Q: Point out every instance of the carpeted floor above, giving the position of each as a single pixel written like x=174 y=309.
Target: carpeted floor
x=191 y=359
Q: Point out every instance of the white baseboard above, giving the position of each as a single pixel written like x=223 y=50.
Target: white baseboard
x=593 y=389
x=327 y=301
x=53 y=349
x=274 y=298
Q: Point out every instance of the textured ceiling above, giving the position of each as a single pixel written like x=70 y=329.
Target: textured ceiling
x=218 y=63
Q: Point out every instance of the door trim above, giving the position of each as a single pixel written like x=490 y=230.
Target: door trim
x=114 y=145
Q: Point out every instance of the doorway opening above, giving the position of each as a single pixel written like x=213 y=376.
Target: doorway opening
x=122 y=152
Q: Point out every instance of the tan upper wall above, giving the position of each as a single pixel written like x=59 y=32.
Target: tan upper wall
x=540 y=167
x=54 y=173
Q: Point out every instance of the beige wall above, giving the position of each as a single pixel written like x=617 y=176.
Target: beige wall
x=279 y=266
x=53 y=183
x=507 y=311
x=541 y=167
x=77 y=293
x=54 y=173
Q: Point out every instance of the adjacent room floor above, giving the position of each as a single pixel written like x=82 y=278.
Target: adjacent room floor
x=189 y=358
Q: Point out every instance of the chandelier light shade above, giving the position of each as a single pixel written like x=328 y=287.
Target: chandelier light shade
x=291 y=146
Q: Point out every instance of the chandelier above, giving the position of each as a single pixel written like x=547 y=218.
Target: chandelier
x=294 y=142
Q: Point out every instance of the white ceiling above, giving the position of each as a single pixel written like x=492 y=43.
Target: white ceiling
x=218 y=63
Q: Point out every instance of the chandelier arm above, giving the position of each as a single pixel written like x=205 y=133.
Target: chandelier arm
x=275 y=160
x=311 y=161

EXERCISE GOAL:
Copy the listing exactly, from its first line through the line containing "x=274 y=298", with both ends included.

SOLUTION:
Q: Point out every instance of the carpeted floor above, giving the position of each as a single pixel written like x=174 y=309.
Target: carpeted floor
x=191 y=359
Q: Point out every instance of the white baseboard above, giving the position of each as a single pixel written like x=223 y=50.
Target: white baseboard
x=593 y=389
x=327 y=301
x=53 y=349
x=274 y=298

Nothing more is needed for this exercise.